=== Material provided ===
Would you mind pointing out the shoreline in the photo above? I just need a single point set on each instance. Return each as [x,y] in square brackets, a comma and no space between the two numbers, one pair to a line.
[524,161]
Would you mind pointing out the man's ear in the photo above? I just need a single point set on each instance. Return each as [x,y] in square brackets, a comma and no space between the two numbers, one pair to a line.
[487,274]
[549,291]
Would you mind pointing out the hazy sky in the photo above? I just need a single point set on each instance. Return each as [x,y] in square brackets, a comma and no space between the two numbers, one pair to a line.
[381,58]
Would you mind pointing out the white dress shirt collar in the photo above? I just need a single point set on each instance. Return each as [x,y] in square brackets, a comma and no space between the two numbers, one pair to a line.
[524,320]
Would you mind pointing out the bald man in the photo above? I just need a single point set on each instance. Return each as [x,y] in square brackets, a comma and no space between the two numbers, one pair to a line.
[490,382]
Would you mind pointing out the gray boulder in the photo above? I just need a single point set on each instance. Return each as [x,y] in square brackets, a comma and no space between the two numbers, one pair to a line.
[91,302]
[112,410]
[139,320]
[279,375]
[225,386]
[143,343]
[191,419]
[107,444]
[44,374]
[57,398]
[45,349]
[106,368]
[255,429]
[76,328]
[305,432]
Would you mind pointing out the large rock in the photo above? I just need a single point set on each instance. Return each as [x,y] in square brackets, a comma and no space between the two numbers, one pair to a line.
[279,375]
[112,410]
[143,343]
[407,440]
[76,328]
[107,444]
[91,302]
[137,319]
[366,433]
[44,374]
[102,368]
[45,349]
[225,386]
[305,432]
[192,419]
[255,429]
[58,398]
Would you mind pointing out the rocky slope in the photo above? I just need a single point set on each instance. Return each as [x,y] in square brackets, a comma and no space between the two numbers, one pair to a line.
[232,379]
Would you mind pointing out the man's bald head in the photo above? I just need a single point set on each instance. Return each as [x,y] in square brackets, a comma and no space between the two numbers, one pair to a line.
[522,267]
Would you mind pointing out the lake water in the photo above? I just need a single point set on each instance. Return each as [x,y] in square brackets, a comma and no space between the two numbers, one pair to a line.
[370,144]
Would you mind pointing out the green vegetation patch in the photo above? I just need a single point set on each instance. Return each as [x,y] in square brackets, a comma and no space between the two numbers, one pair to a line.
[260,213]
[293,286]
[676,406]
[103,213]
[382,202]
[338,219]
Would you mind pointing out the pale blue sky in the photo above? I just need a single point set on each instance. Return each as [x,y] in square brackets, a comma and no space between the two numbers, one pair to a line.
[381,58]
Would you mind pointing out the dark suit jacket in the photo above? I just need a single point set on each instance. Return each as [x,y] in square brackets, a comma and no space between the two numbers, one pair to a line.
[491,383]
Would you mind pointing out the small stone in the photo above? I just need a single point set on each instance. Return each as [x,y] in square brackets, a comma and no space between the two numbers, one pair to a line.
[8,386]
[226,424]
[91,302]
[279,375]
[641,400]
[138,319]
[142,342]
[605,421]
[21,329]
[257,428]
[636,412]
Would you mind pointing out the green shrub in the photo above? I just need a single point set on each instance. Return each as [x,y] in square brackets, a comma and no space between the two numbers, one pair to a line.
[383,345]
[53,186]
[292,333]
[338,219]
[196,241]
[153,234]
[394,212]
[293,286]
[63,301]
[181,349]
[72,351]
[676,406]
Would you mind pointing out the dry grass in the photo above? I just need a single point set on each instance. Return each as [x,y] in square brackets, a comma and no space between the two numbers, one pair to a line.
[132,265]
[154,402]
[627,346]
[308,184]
===
■ Problem to solve:
Write out the lines from the one containing "Would you mind pointing out the small" through the end of the records, inclusive, as a numbered list, leaving out any blank lines.

■ Response to this task:
1. Would you mind pointing out the small stone in the photo above? I just need a single point set on each instance. Return each as [x,y] in square brackets, a comma and no space between the two numbers, one pair to a line.
2. [8,386]
3. [226,424]
4. [91,302]
5. [279,375]
6. [641,400]
7. [138,319]
8. [142,342]
9. [605,421]
10. [21,329]
11. [257,428]
12. [636,412]
13. Would you mind pointing out the green shrub in the photo above? I just need a single point set on each instance. Return each as [x,y] in square brackets, a comma and no space between the two numbers, one pair to a line.
14. [383,345]
15. [53,186]
16. [292,333]
17. [338,219]
18. [196,241]
19. [153,234]
20. [394,212]
21. [293,286]
22. [63,301]
23. [181,349]
24. [72,351]
25. [676,406]
26. Would you mind pointing out the dry grass in the photo above? I just need a single point set on each instance. Return each as [x,y] in square brackets, a comma and no space between the two numbers, one pair to a line.
27. [132,265]
28. [154,402]
29. [627,346]
30. [308,184]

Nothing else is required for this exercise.